Please give the lines of the material below as a numbered list, starting at the line that contains "the baby's nose" and ending at the line that contains "pixel 279 94", with both of those lines included and blank lines omitted.

[Excerpts of pointing data]
# # # # #
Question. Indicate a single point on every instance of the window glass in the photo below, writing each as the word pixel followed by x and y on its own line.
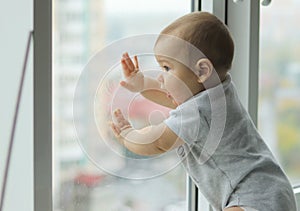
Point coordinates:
pixel 279 93
pixel 80 29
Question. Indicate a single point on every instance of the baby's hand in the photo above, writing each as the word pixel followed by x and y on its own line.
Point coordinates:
pixel 134 78
pixel 120 125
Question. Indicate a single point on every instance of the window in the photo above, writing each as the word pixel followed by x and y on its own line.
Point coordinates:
pixel 80 29
pixel 279 102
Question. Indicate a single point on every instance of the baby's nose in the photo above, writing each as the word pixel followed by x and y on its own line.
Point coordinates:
pixel 160 79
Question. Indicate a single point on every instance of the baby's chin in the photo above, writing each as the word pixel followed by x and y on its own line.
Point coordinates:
pixel 172 99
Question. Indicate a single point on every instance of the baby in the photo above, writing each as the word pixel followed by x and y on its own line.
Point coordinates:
pixel 219 145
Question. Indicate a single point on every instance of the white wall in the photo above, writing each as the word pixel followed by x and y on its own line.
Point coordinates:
pixel 16 20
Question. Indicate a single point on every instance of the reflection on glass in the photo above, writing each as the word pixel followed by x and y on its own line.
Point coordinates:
pixel 81 28
pixel 279 94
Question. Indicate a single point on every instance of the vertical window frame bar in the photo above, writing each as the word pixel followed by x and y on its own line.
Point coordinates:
pixel 42 97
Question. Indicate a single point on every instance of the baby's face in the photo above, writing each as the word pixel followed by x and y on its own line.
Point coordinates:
pixel 179 82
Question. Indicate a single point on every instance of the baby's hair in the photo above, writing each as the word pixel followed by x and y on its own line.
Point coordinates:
pixel 206 32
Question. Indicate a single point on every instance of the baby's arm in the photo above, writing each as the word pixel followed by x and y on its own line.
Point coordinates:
pixel 137 82
pixel 151 140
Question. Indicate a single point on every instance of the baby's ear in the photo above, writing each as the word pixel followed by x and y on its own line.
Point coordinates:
pixel 204 69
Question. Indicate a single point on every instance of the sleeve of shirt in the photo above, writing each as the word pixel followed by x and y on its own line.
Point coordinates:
pixel 188 124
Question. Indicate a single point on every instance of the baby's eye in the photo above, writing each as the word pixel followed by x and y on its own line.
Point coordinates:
pixel 166 68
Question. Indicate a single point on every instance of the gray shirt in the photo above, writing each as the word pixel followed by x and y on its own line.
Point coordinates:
pixel 225 155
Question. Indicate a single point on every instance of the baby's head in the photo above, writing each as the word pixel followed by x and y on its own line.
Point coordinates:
pixel 200 42
pixel 208 34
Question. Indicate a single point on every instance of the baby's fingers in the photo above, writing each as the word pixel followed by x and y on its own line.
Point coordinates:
pixel 129 62
pixel 115 129
pixel 136 63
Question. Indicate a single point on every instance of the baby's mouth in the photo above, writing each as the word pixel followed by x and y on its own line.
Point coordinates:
pixel 169 95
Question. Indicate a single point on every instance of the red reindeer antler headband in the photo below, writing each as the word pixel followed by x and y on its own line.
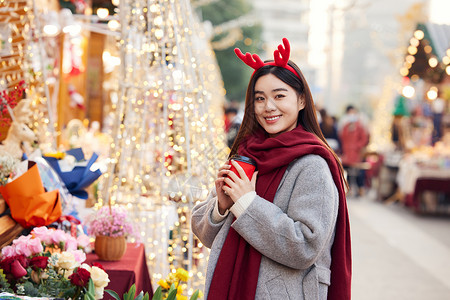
# # # # #
Answer to this task:
1. Question. Indicate a single point on every instance of the baby's nose in the photo above, writing each as the word pixel followed by x and y on its own line.
2. Point coordinates:
3. pixel 160 79
4. Question. Indicate a single point on every instance of the baby's chin in the photo above, writing each as the word pixel followed by x and y on its own line.
5. Point coordinates:
6. pixel 172 99
7. Question. Indicate a single point on every instance of the baby in the photo above, writing each as the word pixel followed by x and y on its own line.
8. Point coordinates:
9. pixel 219 145
10. Question. Indicate a single point on every instance of the white wall in the photo above, writing each as the word pixel followed by x and y on its own line.
11. Point coordinates:
12. pixel 16 20
13. Question. Indicate a single point on every instance of the reflection on glass in the photo above, writing each as the word pixel followed by x and y on its own line.
14. Point coordinates:
15. pixel 81 28
16. pixel 279 94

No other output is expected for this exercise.